§ **Testo estratto**:
══════════

Salone del Libro di Torino. Laura Forti e il trauma dei sopravvissuti alla Shoah

Libri

di Paolo Castellano

Un libro per riscoprire le proprie radici e per indagare intorno a un legame paterno negato. Dopo L’acrobata (Giuntina), la scrittrice e drammaturga Laura Forti ha dato alle stampe il suo secondo romanzo Forse mio padre (Giuntina) che è stato presentato il 17 ottobre al Salone Internazionale del Libro di Torino insieme alla giornalista Raffaella Silipo.

«Forse mio padre è un libro sulla memoria. Una storia a ritroso alla scoperta delle radici», ha sottolineato Silipo, raccontando brevemente la trama del libro. Il nuovo romanzo di Laura Forti si basa su una reale esperienza personale arricchita da elementi immaginari. Come ha sottolineato la scrittrice, la stesura di questo volume è stata anche l’occasione per approfondire i desideri, i sentimenti e l’identità ebraica della figura di sua madre.

Il romanzo inizia con una rivelazione di una verità nascosta conservata a lungo: poco prima di morire, una madre ebrea confessa alla figlia che l’uomo che l’ha cresciuta non è il suo padre biologico. Dunque, Forti ricostruisce il passato dei due genitori chiedendosi come sia nato tale segreto: come si sono conosciuti? perché si sono separati? chi era “davvero” suo padre?

Un meccanismo d’indagine che si presta particolarmente bene alla narrazione. Per di più, il lettore ha la possibilità di avventurarsi nella psiche di una giovane ebrea italiana che dovette fare i conti con le persecuzioni nazifasciste, ritrovandosi a 15 anni nel grossetano a combattere tra le fila della Resistenza. Per non parlare poi della decisione di trasferirsi per qualche anno in Israele, ad Haifa, per fare l’infermiera. Insomma, la trama del romanzo pone in scena un continuo dialogo tra passato e presente.

«Questo libro è una “forse memoria”. Il tentativo di ricostruire il passato partendo da una rottura interna e anche per parlare della generazione di ebrei le cui storie furono inascoltate dopo la guerra», ha commentato Laura Forti, sostenendo che dopo la Shoah si vennero a creare due categorie di ebrei: i combattenti e le vittime; i primi con un’intensa rabbia per la loro tragedia e i secondi caratterizzati dal fatto di aver abbandonato o persino cancellato la propria identità ebraica.

Dunque, Forse mio padre rappresenta il tentativo di raccogliere e raggruppare le scintille di un passato genitoriale sconosciuto, o perlomeno conosciuto soltanto nella sua “versione epica” emendato dai demoni e dai dolori post-bellici. Un trauma che secondo Laura Forti è stato persino trasmesso ai discendenti dei sopravvissuti.

══════════

§ **Dati**:
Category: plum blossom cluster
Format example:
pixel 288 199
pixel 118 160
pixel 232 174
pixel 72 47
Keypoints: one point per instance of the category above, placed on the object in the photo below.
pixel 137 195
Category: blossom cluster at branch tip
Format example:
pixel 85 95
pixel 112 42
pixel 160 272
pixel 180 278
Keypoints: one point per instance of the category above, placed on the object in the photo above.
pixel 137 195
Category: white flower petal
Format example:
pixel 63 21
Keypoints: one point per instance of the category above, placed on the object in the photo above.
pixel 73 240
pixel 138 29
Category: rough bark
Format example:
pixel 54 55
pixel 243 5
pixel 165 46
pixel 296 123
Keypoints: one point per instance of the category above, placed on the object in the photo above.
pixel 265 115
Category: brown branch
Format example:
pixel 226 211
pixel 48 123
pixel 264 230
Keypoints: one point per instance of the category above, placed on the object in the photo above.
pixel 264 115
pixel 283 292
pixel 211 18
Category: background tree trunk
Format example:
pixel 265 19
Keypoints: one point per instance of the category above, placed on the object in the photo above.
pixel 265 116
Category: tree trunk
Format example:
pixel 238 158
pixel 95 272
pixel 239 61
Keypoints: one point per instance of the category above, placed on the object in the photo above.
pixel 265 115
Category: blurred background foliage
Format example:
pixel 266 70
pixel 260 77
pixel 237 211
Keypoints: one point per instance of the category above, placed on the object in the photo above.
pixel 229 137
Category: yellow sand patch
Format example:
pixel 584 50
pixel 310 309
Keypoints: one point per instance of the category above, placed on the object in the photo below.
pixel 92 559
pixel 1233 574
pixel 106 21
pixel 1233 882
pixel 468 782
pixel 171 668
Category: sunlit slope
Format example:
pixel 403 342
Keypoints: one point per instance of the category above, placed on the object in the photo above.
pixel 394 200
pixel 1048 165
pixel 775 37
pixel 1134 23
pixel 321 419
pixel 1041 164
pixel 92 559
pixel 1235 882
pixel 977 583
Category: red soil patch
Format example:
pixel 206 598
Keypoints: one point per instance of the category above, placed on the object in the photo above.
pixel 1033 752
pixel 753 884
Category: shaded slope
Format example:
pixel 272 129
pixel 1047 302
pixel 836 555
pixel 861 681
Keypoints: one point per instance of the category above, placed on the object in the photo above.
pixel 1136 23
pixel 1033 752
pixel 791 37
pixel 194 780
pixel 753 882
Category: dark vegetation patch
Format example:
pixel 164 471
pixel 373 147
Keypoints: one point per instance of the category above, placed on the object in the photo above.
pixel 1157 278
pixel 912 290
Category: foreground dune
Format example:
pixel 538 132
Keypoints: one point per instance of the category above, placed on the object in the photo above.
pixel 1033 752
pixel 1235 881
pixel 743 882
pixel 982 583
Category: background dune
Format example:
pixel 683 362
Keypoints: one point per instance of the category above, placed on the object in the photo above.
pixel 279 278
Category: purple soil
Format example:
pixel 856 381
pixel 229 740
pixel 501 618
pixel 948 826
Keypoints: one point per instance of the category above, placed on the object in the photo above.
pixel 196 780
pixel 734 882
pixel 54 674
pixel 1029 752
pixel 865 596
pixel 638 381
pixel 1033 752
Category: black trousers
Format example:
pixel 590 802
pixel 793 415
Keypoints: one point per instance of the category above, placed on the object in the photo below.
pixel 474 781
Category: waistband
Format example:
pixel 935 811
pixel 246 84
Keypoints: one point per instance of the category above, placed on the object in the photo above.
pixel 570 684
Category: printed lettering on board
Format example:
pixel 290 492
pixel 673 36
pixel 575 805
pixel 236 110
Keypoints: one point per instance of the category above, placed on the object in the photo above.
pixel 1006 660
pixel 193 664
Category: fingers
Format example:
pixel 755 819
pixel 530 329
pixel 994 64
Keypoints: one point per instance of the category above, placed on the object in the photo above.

══════════

§ **Compito da svolgere**: Secondo il testo estratto, in quale data è stato presentato il romanzo «Forse mio padre» al Salone Internazionale del Libro di Torino?

§ **Risposta al problema**: Il 17 ottobre.